Aim of the exercise – Using the entries below, output exactly the line containing "at the bronze" and all lines that follow it to the end.

[Named-object pointing records]
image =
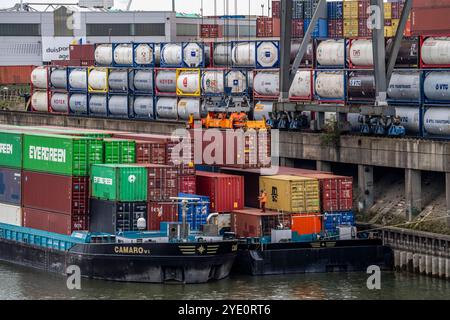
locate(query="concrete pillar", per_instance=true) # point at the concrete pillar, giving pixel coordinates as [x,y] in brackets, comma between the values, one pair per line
[396,260]
[323,166]
[422,264]
[435,267]
[447,192]
[416,263]
[365,185]
[287,162]
[413,192]
[409,262]
[403,261]
[442,267]
[428,265]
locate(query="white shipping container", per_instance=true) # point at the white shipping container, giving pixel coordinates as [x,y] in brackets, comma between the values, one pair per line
[10,214]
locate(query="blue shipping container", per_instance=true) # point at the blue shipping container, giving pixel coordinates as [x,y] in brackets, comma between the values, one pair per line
[331,220]
[196,213]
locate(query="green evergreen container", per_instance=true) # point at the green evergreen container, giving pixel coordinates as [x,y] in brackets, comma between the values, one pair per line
[119,182]
[58,154]
[120,151]
[11,149]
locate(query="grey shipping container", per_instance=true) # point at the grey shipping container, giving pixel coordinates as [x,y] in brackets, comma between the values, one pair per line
[10,186]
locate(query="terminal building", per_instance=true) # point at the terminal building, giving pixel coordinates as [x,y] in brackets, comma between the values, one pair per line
[36,34]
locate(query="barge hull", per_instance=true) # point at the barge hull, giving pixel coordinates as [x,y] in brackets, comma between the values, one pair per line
[96,262]
[299,260]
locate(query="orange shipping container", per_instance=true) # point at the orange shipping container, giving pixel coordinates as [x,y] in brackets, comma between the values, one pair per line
[10,75]
[305,224]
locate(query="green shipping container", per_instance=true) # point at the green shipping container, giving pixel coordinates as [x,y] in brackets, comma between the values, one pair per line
[119,182]
[120,151]
[57,154]
[11,149]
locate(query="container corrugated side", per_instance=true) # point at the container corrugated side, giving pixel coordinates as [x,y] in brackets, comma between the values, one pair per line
[11,214]
[11,149]
[119,182]
[56,154]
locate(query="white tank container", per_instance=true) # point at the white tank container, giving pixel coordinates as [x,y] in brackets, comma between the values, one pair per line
[436,50]
[267,54]
[39,101]
[166,81]
[404,85]
[437,121]
[188,106]
[262,109]
[330,85]
[144,54]
[98,104]
[331,53]
[39,78]
[222,54]
[98,79]
[437,86]
[58,78]
[118,105]
[193,55]
[103,54]
[361,53]
[188,82]
[237,81]
[59,102]
[143,81]
[213,82]
[410,118]
[78,79]
[301,85]
[171,54]
[78,103]
[167,108]
[143,106]
[119,80]
[243,54]
[267,83]
[123,54]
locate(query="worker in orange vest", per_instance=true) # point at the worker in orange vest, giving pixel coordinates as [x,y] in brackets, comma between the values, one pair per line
[263,200]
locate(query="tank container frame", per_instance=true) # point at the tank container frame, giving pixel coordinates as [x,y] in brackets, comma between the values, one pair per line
[69,71]
[425,100]
[129,78]
[90,89]
[341,100]
[196,94]
[151,45]
[134,91]
[156,91]
[317,65]
[430,66]
[257,96]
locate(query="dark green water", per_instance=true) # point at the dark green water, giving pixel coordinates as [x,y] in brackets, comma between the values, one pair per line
[24,283]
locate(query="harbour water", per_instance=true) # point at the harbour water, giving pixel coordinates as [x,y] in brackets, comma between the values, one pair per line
[24,283]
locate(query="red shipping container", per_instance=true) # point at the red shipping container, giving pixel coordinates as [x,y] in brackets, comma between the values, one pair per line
[53,221]
[187,184]
[10,75]
[226,192]
[161,212]
[56,193]
[253,223]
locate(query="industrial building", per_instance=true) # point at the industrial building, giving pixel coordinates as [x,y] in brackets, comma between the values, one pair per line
[31,34]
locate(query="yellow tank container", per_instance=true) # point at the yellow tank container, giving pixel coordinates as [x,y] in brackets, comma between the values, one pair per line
[350,28]
[291,194]
[351,10]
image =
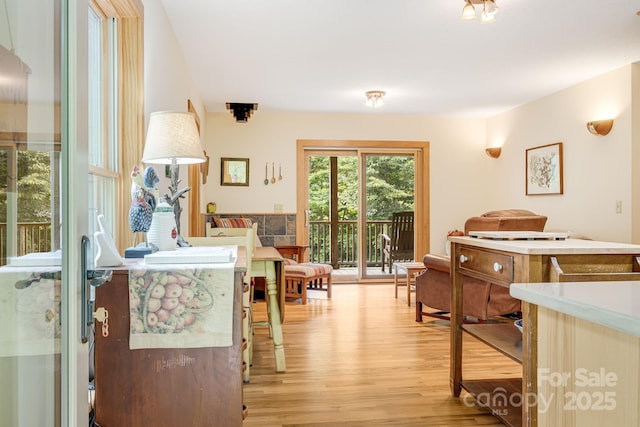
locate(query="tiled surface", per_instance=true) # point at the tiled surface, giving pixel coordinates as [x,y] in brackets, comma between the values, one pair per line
[273,229]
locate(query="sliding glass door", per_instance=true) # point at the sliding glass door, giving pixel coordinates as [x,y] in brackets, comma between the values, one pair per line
[350,194]
[43,212]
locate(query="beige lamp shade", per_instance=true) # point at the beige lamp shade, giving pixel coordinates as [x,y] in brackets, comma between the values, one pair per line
[172,135]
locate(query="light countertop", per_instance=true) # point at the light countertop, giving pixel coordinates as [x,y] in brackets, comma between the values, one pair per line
[612,304]
[549,247]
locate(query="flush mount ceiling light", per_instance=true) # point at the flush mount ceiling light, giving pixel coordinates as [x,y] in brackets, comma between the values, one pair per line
[489,10]
[374,98]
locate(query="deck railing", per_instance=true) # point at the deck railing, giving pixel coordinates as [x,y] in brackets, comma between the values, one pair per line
[32,237]
[347,242]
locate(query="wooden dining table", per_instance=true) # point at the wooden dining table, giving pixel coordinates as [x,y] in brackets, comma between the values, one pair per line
[267,262]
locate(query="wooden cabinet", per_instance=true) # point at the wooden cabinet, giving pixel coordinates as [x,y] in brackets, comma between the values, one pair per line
[164,387]
[521,261]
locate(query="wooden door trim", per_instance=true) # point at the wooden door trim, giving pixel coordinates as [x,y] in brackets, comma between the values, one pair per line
[421,184]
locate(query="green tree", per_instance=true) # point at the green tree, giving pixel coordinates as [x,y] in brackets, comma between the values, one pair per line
[33,186]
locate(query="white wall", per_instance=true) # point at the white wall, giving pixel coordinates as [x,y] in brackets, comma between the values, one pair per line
[168,85]
[597,169]
[463,180]
[457,157]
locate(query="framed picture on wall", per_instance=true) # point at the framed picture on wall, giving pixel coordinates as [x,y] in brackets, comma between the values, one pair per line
[234,171]
[544,170]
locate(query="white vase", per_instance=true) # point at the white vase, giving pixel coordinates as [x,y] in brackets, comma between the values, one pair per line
[163,231]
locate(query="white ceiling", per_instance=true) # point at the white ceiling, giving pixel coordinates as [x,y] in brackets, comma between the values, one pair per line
[322,55]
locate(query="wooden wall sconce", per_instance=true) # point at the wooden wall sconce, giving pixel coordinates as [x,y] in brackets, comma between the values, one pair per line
[493,152]
[600,127]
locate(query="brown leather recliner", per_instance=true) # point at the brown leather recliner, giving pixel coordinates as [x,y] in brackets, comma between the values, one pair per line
[482,299]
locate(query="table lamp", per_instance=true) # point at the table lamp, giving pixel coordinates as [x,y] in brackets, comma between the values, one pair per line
[173,139]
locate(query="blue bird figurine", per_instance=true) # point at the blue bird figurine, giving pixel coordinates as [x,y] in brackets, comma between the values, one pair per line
[141,210]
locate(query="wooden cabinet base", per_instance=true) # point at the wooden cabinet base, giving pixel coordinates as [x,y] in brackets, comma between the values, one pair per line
[164,387]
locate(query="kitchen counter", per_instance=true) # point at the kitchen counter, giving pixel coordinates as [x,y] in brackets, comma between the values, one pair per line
[612,304]
[549,247]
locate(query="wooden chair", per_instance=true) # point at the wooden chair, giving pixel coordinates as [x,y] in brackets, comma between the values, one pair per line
[398,246]
[300,276]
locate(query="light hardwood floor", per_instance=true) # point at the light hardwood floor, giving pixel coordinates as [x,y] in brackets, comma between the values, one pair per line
[360,359]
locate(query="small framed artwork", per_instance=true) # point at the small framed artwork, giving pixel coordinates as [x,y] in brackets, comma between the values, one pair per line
[234,171]
[544,170]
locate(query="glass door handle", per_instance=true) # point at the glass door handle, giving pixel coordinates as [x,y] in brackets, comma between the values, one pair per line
[89,278]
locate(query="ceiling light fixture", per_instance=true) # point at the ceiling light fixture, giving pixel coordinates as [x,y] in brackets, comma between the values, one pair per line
[374,98]
[489,10]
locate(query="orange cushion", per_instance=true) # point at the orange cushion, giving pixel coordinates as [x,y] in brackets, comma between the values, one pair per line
[307,269]
[233,222]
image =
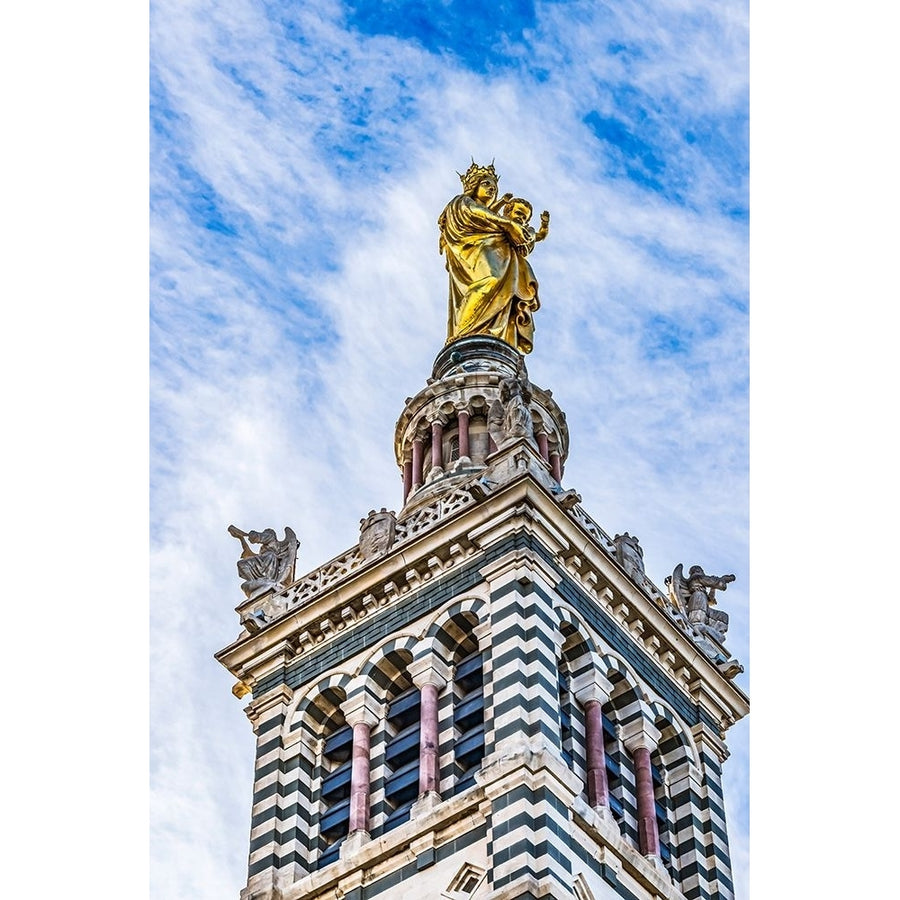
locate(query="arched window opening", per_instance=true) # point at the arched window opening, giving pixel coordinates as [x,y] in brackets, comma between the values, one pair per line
[573,664]
[566,704]
[401,754]
[335,763]
[613,753]
[661,807]
[468,718]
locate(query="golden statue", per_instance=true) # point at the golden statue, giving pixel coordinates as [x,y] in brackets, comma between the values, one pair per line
[485,240]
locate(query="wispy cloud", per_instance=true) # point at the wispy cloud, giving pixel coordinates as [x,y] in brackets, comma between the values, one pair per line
[300,156]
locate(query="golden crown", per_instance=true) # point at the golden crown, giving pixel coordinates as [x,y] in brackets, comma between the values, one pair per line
[475,173]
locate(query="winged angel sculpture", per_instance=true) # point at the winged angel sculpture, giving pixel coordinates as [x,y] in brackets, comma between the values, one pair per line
[693,597]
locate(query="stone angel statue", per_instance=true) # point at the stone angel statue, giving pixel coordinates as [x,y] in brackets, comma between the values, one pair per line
[269,568]
[694,595]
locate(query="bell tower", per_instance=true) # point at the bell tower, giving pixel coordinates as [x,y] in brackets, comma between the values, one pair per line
[486,697]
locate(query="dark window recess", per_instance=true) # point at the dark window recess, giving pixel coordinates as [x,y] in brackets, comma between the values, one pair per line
[613,768]
[334,801]
[661,803]
[565,716]
[468,719]
[401,757]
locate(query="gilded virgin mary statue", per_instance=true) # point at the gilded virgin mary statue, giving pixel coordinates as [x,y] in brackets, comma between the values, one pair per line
[485,241]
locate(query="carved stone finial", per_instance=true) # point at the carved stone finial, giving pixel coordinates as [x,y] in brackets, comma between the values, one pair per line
[269,568]
[376,533]
[485,240]
[630,556]
[509,416]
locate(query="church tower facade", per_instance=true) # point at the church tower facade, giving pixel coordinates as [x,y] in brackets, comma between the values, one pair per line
[486,697]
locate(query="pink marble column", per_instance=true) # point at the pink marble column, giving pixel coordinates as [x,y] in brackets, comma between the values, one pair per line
[597,785]
[555,466]
[437,442]
[464,433]
[407,479]
[648,831]
[429,775]
[418,446]
[359,778]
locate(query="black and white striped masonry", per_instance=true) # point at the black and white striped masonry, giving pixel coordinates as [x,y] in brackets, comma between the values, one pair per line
[486,703]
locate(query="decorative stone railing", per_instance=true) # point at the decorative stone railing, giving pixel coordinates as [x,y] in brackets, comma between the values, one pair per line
[606,543]
[319,580]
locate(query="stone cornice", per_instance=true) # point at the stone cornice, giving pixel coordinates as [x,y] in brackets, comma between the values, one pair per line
[521,505]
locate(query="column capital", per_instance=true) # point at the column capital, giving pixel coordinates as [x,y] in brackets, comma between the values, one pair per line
[640,733]
[362,708]
[429,670]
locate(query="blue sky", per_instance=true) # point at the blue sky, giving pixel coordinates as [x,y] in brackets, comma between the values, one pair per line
[300,154]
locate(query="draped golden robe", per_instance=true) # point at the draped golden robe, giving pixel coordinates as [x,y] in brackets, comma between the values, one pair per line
[493,290]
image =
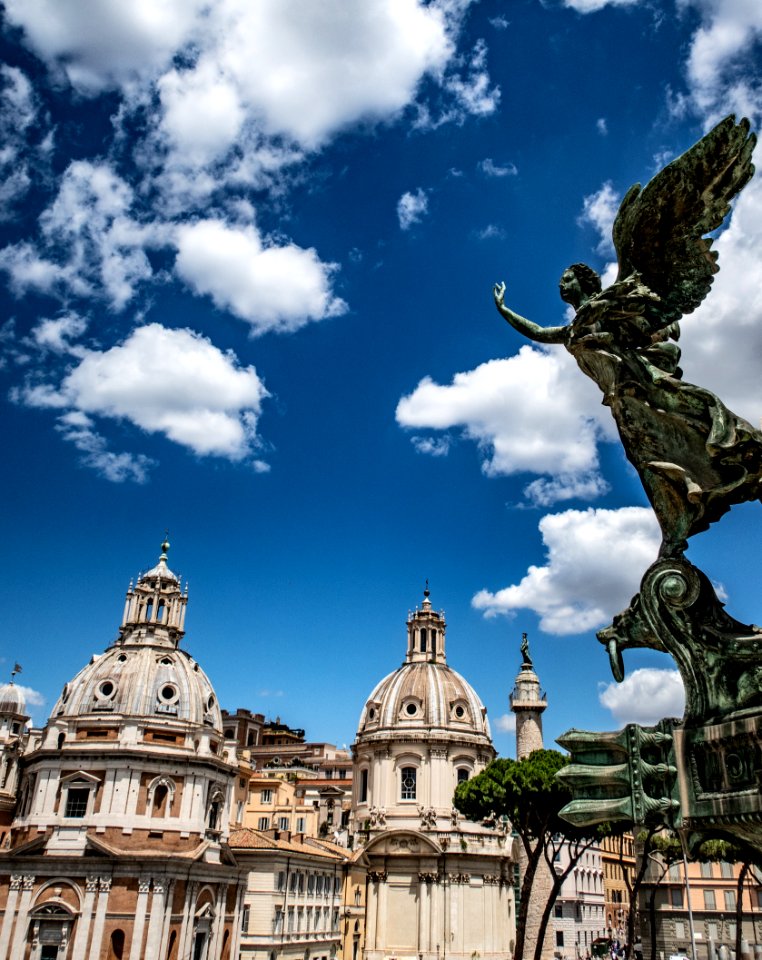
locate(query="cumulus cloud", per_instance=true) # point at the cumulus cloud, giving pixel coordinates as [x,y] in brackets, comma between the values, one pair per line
[492,169]
[595,559]
[645,696]
[411,208]
[720,70]
[433,446]
[593,6]
[172,382]
[90,242]
[530,413]
[731,314]
[272,287]
[599,210]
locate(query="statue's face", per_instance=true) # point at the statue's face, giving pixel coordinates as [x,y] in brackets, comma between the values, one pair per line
[570,289]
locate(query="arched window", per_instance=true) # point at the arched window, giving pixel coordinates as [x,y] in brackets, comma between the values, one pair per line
[116,946]
[408,783]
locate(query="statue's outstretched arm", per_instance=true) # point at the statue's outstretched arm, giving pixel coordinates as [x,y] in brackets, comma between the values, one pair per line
[532,330]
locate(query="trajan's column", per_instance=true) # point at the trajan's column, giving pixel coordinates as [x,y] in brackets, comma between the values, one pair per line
[529,703]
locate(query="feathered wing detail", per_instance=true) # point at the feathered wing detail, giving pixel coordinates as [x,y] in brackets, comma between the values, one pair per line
[660,230]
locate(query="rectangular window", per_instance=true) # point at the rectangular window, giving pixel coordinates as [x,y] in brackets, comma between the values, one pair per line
[76,802]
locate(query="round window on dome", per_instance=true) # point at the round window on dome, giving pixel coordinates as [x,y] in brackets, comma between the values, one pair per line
[106,690]
[168,693]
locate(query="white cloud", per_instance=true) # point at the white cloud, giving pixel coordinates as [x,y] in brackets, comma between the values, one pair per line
[593,6]
[595,559]
[645,696]
[721,69]
[55,334]
[491,169]
[433,446]
[90,243]
[722,340]
[532,412]
[78,429]
[272,287]
[599,210]
[506,723]
[172,382]
[101,45]
[411,208]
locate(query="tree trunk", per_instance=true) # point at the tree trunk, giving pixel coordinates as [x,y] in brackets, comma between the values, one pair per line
[739,907]
[533,857]
[558,879]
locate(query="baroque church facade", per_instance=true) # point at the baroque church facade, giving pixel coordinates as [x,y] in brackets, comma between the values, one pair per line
[128,823]
[439,886]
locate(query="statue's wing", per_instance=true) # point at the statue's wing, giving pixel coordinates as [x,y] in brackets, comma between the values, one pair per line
[660,230]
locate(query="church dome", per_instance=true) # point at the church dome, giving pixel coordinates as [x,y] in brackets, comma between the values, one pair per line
[430,695]
[425,693]
[142,681]
[145,674]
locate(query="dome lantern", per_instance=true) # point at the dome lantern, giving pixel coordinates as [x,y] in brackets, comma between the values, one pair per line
[154,609]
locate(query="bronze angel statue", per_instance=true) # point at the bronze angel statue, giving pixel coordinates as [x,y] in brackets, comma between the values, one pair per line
[695,458]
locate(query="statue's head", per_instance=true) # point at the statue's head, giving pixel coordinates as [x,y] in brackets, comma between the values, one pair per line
[579,283]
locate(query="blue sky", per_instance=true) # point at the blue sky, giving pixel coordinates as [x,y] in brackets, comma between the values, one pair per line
[247,258]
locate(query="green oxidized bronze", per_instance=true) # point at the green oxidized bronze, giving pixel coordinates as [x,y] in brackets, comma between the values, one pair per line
[695,459]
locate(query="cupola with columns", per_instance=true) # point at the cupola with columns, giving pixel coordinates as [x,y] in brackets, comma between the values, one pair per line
[154,610]
[426,633]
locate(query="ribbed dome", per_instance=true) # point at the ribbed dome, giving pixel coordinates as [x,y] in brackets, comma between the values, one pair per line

Result of the exercise –
locate(query="bronze angel statue", per_instance=true) # point at the bronze angel statue, giving pixel coordinates as [x,y] in brackets, comma between the values, one pair per line
[695,458]
locate(query="statue's head", per_instance=true) # point at the statue's head, giving pixel coordinates as [x,y] in brackets, comma between the values, one pair per line
[579,283]
locate(query="blue sky", per_instance=true) # point at the blue sky, giving pixel coordinates as [x,y] in brackets, comma between the values, one pair per line
[247,258]
locate(query="green oxidized bronze", per_instance=true) # point at the green oxidized bronze, giving pixel coordinates as [x,y] in brackets, comma between the values, one pair per line
[695,459]
locate(query="cupola with columns", per_instance=true) # point at the cupola with columns, giving pixel coordinates as [x,y] in brackets, comma between the values, one pair per line
[154,610]
[426,633]
locate(query="ribbed dome", per_instance=true) # point at the ribbed dome, giving pixel coordinates as [x,y] in brackets, comma between the values, one pair per line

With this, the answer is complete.